Requirement:
Write out, exactly as they appear, only the lines running from the line with "Each instance receives exactly one keypoint. Mark the dark suit" to the final line of the listing; include both.

# # # # #

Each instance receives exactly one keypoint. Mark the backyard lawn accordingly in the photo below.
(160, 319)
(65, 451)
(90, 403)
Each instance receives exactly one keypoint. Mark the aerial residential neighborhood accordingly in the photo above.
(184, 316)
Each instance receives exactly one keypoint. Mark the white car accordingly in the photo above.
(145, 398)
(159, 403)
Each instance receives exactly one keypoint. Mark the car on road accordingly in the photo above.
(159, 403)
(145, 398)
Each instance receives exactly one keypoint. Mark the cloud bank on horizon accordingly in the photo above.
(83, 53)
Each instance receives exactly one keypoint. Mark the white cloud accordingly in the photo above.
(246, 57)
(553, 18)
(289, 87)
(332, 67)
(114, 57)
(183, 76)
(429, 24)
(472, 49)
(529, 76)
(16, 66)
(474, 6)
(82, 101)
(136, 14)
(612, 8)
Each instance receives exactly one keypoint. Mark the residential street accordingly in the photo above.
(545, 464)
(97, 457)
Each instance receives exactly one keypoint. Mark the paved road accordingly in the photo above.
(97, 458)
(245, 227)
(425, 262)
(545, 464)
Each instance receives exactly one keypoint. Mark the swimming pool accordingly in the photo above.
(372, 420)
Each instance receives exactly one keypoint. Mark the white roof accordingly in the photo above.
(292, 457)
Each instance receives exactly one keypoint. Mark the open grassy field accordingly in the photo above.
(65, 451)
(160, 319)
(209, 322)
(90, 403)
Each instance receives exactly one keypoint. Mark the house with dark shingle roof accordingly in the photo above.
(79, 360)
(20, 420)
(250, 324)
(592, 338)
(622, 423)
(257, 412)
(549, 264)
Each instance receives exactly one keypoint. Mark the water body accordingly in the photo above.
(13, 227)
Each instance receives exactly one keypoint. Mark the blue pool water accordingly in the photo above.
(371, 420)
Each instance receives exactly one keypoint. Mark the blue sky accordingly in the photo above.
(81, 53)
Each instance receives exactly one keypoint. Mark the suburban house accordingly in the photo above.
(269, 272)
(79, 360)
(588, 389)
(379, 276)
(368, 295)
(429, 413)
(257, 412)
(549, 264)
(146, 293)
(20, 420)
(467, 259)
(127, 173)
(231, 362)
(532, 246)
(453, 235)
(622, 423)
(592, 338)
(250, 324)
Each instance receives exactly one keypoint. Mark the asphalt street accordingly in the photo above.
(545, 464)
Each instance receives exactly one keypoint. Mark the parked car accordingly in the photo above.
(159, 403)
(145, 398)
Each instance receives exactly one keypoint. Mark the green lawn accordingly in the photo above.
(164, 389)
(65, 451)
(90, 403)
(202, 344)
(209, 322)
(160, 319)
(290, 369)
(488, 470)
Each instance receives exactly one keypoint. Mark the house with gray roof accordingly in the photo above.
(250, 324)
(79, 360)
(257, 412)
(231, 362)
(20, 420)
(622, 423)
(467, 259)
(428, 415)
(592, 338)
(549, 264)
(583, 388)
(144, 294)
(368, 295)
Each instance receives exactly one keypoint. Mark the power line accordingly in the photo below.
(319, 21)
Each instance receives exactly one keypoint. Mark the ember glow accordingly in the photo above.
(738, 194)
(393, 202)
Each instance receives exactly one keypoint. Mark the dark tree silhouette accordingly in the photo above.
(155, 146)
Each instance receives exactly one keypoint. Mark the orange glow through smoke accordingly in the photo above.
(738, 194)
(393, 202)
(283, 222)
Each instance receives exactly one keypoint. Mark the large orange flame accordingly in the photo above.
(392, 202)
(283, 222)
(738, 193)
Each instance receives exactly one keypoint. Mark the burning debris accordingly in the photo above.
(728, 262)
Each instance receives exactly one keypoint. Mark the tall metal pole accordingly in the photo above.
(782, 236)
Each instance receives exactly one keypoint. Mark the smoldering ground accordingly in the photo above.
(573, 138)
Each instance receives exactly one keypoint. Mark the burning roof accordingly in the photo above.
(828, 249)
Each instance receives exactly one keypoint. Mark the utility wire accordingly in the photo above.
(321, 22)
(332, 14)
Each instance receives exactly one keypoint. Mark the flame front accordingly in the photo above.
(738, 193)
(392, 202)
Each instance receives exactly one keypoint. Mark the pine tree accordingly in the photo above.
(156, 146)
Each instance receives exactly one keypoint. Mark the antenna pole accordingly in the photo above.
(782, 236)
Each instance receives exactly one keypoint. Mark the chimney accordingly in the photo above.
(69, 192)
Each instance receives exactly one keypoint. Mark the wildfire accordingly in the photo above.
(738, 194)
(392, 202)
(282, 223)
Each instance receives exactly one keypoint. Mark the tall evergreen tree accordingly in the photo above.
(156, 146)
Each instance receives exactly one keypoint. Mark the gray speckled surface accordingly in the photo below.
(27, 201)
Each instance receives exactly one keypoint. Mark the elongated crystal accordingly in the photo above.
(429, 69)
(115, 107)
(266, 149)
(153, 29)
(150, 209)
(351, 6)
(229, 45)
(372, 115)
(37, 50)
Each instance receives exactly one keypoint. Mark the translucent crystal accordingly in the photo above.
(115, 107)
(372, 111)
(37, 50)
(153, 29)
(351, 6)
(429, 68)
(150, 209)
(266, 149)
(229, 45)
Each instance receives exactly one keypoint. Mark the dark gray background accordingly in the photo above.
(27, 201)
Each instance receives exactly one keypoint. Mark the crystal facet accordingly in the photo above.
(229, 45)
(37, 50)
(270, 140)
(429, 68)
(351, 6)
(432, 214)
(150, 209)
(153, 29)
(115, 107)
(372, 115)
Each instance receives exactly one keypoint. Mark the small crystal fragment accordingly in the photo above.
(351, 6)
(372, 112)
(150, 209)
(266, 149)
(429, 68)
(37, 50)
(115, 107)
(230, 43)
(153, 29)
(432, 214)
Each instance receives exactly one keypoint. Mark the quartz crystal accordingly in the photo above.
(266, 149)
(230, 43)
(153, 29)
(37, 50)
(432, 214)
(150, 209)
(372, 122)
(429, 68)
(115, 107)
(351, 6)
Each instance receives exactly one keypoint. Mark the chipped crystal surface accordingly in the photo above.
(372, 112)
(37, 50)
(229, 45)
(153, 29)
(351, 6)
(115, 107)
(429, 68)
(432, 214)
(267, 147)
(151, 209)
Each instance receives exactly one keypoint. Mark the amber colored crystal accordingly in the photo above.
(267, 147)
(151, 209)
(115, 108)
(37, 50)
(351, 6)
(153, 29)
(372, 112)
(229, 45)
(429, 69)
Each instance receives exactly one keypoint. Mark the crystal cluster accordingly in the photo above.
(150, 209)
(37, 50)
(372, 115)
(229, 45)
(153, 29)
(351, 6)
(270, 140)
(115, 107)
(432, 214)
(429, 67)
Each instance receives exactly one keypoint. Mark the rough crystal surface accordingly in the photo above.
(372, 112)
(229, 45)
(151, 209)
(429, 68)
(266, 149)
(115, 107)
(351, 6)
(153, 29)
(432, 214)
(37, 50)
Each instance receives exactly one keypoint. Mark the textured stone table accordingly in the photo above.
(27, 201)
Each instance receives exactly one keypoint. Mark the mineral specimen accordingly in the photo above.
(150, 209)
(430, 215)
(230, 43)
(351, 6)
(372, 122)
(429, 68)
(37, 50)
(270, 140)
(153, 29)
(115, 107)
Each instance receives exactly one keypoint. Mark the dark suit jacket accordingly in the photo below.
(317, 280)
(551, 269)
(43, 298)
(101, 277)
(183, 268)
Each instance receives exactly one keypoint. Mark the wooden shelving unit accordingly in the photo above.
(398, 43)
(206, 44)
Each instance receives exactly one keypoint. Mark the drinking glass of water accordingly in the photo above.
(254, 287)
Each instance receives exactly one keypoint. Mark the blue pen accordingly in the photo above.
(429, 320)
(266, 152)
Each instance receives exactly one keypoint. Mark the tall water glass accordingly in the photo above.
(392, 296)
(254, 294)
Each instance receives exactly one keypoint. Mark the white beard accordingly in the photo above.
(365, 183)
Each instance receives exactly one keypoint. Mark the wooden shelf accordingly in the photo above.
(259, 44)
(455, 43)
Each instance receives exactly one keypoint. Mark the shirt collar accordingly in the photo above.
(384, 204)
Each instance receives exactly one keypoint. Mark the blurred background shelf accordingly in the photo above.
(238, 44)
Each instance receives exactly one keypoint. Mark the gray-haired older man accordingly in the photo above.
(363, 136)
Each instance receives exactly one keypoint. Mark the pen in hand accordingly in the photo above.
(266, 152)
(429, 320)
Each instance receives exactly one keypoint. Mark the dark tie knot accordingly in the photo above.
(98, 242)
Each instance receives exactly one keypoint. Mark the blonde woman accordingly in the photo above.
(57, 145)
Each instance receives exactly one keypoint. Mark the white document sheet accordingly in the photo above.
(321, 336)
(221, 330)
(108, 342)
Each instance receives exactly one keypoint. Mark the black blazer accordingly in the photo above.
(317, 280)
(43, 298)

# # # # #

Expected answer:
Each instance receives exactly one keypoint. Mark the dark suit jacket accordingly in the photo below.
(317, 280)
(551, 269)
(43, 298)
(101, 277)
(183, 268)
Each instance receives exactly one keypoint. Mark the wooden shelving unit accordingly in the photo above.
(398, 43)
(206, 44)
Each instance receives exactly one keypoint. Mark the drinking glass of water accordingly in the photo above.
(254, 287)
Each instance receives exactly one keypoint. Mark the blue pen accordingly in the photo above.
(429, 320)
(266, 152)
Each instance receives exactly one keypoint. Mark the tall water glass accordingly in the photo above.
(392, 296)
(254, 294)
Each instance receives exactly one keypoint. Mark the white beard accordingly in the photo above.
(365, 183)
Each instance receives exactly one keypoint. Mark the wooden shelf accordingly in the photo above.
(259, 44)
(455, 43)
Each instance receives exactly one keypoint. Mark the shirt collar accordingly in the photo above.
(384, 204)
Each instance receives exactly one keypoint. Mark the blurred background shelf accordingly in the photo above.
(238, 44)
Each instance receives exactly one keypoint. Mark the gray-haired older man accordingly in the photo above.
(363, 136)
Each instance receives exactly one keypoint. Mark the pen in hand accordingly in the photo above.
(266, 152)
(429, 320)
Each instance receives exactly one keypoint. Mark the dark tie knot accordingly in the photo above.
(98, 242)
Each instance receives exactly one keypoint. Mark the blonde woman accordingly in the photo above.
(57, 145)
Each instance receives exactly one keypoint. Mark the white document sheet accordingly in the photo above.
(321, 336)
(221, 330)
(108, 342)
Each instance receives exactly one keypoint. Mark the black blazer accordingly in the photo above.
(317, 280)
(43, 298)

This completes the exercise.